Requirement: According to the account of the Highway 6 shooting, what vehicle did the volunteers find crashed into the tunnel's wall?

Selected extract Block Start

On Monday before midnight, two men were severely injured in an act of violence that took place on Highway 6 near the Ben Shemen Interchange.
United Hatzalah volunteer EMTs Sleman Heen and Mohamed Ras were driving in a private ambulance in the vicinity when they noticed that traffic had suddenly come to a standstill by the entrance to a tunnel. Suspecting a car accident, they flicked on their sirens and moved into the emergency lane to get past traffic. A bit further into the tunnel, they found a damaged Lamborghini that had crashed into the tunnel’s wall. Inside were two men: one in his 40s, suffering from a bleeding stab wound to his head, the other a man in his 30s, with more moderate injuries on his hand and back.
“We were convinced that this was a regular car accident, and even the type of injuries seemed consistent with this scenario,” Mohamed recalled after the incident. “Only later did we realize that they had probably been attacked.”
The volunteers began to treat the injured men, bandaging their wounds to stop the bleeding.
“While I was treating the man with the head injury, I heard a motorcycle approach us from behind,” Sleman recounted. “Suddenly, a man stood behind me and started shooting at point-blank range. Bullets flew between my legs and I didn’t have time to move. He fired off a few rounds, got back on his motorcycle, and sped off. Thankfully, when the shooting ended, I was unharmed, but two bullets hit the patient in his lower limbs. He started losing a lot of blood.”
When the shooting took place, Mohamed, who was treating the second patient, immediately ran to take cover. “When the shooting ended, we ensured that the shooter was gone and continued providing treatment, together with other medical responders who began to arrive,” he said. “We packed and bandaged the gunshot wounds to stop the bleeding, and provided both of the injured men with oxygen and fluids.”
A few minutes later, intensive care ambulances arrived at the scene and transported the injured to Rabin Medical Center and Sheba Tel-HaShomer Medical Center.
“It’s depressing when you come to provide assistance and get caught in a very dangerous situation,” Mohamed reflected after the incident. “We were very lucky not to get hurt.”
“This is not my first time treating gunshot injuries, but it’s a different feeling to get shot at while providing treatment, I’m still trying to process what happened,” Sleman said. “I’m thankful I wasn’t injured and we were able to stabilize the patients and help save their lives.”

Selected extract Block End
Supplied material Block Start

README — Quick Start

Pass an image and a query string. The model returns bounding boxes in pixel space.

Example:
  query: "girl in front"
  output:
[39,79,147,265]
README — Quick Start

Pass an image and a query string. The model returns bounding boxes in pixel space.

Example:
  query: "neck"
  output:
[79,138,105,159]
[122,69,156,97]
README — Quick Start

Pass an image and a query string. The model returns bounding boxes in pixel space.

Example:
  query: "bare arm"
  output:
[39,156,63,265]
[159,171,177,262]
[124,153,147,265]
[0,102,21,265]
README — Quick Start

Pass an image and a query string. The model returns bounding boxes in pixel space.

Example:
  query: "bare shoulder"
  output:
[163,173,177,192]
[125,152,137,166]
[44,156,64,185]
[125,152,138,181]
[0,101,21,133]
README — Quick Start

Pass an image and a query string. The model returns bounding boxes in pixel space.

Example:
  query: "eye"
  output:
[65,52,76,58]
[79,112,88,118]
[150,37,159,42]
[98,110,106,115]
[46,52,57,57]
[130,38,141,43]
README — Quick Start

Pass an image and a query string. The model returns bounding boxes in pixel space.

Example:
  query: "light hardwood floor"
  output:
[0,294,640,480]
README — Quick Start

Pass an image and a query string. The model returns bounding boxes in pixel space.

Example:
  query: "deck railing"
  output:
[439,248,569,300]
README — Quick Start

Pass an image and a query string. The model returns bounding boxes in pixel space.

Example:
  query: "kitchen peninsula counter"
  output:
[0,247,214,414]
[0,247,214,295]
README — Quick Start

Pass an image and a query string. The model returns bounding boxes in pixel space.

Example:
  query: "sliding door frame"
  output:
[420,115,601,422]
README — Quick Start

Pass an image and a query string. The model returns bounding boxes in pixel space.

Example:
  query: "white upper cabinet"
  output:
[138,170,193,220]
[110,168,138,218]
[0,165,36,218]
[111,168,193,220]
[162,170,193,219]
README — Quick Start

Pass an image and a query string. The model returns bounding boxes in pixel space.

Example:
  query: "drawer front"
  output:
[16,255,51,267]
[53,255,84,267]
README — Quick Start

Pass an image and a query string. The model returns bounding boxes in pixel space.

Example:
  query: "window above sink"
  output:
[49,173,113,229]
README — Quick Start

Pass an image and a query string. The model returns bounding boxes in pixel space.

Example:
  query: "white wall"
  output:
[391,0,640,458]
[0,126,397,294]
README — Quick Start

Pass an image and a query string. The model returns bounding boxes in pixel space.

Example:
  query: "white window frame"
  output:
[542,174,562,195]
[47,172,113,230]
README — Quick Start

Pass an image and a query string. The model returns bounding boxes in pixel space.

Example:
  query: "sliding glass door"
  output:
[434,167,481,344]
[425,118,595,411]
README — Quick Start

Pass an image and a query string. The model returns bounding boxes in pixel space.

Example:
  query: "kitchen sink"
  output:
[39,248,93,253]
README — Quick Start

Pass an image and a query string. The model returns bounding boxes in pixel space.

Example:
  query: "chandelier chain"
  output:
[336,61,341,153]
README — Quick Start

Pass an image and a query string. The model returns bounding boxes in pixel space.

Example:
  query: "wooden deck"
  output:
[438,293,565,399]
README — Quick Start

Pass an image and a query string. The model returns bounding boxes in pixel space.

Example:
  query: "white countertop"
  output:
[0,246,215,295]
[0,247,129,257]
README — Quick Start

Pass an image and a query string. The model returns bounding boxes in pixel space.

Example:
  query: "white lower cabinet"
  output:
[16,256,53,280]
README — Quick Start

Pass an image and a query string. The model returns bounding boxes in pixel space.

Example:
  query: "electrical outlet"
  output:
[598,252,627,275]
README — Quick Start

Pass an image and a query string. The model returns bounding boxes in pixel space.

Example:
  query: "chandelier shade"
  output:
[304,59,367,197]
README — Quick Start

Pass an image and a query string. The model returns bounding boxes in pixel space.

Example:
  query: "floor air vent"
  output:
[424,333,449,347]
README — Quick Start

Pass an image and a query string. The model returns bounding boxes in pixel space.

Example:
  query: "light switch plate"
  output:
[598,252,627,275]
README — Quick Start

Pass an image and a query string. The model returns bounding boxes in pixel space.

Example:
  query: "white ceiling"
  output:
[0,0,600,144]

Supplied material Block End
Supplied material Block Start

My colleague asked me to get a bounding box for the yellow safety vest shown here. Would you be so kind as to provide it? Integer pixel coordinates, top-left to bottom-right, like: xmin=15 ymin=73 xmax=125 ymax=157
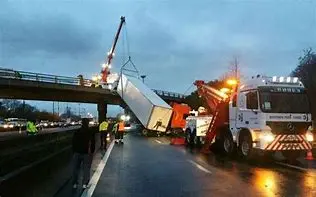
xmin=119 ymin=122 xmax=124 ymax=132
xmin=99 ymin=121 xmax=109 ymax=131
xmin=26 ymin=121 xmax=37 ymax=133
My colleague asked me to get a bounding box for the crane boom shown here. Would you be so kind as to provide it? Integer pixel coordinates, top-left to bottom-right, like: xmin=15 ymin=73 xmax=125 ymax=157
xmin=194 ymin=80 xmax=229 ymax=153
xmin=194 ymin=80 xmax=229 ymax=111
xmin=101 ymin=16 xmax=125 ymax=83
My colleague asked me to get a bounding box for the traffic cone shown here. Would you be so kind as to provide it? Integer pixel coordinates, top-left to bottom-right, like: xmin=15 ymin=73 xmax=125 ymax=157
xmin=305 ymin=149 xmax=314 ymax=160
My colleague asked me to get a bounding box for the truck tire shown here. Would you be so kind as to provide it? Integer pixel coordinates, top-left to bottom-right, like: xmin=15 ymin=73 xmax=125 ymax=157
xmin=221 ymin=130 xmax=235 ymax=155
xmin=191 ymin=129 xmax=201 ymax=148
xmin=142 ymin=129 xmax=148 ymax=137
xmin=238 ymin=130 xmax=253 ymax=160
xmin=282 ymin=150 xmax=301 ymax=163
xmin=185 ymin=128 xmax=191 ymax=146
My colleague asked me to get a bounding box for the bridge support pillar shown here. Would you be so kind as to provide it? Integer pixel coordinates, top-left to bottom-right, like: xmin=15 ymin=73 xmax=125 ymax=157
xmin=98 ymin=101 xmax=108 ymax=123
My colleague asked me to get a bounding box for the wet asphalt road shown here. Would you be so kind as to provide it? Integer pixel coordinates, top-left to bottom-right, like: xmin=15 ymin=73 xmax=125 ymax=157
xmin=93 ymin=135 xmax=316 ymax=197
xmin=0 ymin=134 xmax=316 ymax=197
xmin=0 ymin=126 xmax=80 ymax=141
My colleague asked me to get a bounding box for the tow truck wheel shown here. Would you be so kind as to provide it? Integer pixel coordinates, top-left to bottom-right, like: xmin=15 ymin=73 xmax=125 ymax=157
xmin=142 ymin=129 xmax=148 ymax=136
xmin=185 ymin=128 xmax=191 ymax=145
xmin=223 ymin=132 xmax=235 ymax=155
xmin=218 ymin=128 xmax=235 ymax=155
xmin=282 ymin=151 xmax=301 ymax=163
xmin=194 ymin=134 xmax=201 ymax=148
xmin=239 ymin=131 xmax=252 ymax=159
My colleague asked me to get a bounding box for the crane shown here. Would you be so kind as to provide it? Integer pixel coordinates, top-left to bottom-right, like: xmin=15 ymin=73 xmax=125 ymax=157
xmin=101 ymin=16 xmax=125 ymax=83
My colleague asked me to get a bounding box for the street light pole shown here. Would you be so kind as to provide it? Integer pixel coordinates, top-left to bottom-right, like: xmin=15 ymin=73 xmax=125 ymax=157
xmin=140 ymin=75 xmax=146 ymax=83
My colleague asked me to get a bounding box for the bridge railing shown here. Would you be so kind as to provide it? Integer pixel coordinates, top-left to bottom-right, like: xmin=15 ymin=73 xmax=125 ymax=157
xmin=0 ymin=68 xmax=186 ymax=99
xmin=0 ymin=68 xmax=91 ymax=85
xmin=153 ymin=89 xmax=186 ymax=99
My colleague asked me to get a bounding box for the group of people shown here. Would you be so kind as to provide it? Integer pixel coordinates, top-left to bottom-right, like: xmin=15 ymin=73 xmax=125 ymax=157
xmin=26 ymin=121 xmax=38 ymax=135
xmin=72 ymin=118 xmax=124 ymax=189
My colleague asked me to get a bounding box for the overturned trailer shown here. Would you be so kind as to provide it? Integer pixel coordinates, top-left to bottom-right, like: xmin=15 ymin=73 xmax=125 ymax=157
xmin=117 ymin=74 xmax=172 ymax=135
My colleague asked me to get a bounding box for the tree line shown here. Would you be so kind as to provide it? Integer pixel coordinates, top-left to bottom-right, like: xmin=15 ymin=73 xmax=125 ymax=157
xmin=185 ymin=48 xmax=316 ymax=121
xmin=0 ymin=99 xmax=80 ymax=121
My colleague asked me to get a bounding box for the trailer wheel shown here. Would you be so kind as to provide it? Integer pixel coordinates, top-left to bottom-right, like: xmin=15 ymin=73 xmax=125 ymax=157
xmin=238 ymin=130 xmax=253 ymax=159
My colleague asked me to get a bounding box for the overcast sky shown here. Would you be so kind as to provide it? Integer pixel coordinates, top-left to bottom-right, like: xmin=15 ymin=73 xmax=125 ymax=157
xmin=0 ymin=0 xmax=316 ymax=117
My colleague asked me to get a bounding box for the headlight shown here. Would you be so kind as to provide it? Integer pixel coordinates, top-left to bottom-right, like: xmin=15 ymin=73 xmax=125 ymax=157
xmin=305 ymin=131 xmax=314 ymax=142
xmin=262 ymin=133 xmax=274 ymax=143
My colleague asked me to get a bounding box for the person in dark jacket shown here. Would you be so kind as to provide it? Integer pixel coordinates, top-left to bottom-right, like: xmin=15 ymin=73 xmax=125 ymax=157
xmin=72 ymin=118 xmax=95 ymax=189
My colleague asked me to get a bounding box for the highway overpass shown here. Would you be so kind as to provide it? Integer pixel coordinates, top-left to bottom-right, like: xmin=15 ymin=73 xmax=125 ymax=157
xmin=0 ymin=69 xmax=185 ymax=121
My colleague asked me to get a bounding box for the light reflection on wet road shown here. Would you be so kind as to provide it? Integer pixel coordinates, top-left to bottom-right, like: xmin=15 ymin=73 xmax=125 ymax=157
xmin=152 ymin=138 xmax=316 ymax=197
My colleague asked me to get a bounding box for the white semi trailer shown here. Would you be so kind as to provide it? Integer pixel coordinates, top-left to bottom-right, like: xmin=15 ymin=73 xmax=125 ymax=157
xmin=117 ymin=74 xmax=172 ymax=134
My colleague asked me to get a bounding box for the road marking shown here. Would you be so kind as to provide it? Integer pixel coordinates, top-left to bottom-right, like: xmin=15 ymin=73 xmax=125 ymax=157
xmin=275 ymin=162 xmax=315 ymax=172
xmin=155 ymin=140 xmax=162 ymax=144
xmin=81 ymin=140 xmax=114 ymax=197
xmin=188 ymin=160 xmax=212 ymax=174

Supplied material Block End

Problem solution: A damaged Lamborghini.